▶ _Exercise details_: Reproduce verbatim the stretch of lines from the line containing "drawmask --target black" through the line containing "Draw the outline of every instance of the black", both ends included.

▶ _Supplied material_:
------------

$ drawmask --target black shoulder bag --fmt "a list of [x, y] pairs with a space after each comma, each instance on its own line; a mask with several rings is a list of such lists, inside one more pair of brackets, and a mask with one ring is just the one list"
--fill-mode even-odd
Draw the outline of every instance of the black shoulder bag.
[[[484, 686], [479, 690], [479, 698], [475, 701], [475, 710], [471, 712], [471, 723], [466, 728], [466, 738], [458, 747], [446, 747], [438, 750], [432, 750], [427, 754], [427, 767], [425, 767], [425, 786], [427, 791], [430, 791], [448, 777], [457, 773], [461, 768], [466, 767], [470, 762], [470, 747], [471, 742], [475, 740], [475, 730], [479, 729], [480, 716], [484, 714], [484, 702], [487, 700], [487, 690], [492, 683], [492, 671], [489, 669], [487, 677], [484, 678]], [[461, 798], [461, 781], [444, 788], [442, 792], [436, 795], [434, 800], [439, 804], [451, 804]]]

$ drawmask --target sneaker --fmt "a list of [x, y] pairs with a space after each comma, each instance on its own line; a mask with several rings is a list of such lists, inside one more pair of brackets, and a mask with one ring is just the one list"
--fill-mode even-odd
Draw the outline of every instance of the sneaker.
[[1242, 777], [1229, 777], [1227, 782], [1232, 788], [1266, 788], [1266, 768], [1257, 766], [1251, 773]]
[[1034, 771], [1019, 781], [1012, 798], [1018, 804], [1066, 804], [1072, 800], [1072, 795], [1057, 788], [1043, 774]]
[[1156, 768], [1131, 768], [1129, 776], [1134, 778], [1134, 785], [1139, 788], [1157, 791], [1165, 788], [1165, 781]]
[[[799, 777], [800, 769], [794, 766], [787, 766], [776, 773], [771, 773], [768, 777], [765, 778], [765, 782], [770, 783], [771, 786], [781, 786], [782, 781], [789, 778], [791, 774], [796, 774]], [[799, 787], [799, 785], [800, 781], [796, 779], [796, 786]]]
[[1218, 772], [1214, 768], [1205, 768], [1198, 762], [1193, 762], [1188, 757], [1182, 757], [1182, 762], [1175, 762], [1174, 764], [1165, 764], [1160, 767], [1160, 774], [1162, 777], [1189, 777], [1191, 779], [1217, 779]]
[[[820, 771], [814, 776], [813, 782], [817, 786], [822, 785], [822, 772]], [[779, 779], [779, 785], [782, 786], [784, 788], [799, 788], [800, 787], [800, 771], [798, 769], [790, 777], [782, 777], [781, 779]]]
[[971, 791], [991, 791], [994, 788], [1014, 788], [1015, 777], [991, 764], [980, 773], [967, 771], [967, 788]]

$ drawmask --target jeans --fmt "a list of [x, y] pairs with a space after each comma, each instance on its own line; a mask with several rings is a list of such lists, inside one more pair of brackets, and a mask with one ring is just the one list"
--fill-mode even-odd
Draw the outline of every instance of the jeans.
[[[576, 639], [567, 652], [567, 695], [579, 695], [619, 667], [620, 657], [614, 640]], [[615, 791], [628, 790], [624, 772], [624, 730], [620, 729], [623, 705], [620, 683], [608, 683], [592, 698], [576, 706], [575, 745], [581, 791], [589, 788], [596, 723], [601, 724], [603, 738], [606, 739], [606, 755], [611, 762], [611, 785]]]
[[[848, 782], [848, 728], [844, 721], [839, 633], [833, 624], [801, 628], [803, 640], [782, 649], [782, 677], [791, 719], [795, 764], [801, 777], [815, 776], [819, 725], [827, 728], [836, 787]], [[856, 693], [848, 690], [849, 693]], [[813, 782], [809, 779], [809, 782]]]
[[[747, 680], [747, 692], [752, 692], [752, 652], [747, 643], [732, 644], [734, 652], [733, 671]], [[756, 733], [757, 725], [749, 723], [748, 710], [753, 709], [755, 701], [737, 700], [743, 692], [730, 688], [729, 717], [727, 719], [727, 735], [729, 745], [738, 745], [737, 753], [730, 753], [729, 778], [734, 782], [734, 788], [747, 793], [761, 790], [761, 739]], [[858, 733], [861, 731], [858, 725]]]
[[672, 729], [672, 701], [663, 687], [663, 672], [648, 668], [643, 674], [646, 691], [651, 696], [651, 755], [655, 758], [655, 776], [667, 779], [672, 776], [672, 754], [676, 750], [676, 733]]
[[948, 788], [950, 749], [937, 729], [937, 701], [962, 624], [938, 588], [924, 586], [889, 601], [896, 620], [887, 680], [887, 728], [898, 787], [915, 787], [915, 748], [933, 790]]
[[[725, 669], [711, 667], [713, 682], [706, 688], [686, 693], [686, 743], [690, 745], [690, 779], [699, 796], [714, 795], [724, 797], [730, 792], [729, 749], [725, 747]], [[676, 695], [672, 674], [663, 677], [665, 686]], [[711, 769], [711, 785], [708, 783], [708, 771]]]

------------

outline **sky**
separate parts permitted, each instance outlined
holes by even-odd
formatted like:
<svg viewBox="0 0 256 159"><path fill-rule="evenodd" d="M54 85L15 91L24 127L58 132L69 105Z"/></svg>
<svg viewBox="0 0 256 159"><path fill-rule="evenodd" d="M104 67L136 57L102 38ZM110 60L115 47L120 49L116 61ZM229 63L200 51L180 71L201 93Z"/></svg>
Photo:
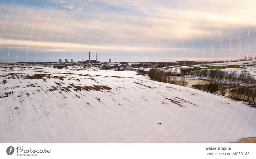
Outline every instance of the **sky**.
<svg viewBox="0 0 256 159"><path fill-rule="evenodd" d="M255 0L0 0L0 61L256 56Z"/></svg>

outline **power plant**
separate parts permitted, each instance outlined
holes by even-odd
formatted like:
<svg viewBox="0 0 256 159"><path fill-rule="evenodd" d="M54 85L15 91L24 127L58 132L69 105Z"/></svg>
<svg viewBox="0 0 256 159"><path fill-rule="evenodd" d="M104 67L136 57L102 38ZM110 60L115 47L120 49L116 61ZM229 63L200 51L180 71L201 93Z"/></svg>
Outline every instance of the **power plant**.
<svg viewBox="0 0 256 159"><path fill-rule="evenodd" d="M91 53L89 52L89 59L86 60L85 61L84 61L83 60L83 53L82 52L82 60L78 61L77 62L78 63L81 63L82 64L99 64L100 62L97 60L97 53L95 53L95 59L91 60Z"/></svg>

------------

▶ _Complete output_:
$ drawmask --target black shoulder bag --fmt "a list of [x, y] pairs with a space after each comma, each instance on its own line; a mask with several rings is a list of such lists, inside one more pair of brackets, and a mask with one ring is just the one list"
--fill-mode even-odd
Draw the outline of every instance of the black shoulder bag.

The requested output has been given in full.